DATA PROVIDED

== == ==

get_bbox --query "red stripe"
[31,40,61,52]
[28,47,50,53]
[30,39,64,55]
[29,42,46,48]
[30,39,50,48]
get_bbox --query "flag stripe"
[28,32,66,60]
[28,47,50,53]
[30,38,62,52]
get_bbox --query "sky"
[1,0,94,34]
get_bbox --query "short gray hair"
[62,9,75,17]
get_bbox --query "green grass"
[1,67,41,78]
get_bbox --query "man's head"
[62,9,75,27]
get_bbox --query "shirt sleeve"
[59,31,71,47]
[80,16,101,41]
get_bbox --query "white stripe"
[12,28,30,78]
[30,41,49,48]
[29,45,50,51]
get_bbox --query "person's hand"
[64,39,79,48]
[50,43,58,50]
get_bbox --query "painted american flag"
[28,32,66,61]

== == ==

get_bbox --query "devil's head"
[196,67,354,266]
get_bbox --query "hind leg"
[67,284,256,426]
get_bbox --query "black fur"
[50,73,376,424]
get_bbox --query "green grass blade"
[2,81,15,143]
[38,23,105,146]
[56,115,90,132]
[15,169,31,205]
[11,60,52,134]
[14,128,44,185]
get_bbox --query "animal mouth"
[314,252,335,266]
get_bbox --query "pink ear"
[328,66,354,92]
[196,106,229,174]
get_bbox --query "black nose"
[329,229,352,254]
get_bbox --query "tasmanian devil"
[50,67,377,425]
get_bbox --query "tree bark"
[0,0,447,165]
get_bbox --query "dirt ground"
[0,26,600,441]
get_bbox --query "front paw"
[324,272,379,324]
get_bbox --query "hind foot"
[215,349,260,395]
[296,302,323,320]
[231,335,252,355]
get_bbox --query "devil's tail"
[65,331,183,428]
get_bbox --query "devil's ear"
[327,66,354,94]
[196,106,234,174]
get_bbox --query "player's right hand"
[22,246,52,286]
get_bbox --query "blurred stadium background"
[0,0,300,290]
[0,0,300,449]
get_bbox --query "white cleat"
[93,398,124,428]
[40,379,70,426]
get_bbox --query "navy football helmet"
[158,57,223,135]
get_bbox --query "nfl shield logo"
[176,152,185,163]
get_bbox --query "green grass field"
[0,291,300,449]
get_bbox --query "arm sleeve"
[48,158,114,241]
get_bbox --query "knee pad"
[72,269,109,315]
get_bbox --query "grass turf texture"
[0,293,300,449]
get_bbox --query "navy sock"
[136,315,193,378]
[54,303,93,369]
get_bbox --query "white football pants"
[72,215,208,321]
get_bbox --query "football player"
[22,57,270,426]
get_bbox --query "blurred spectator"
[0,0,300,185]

== == ==

SET TASK
Pull out every row above that contains the word "stripe", and copy each one in full.

CORRECT RESULT
get_bbox --query "red stripe"
get_bbox --query "flag stripe"
get_bbox --query "white stripe"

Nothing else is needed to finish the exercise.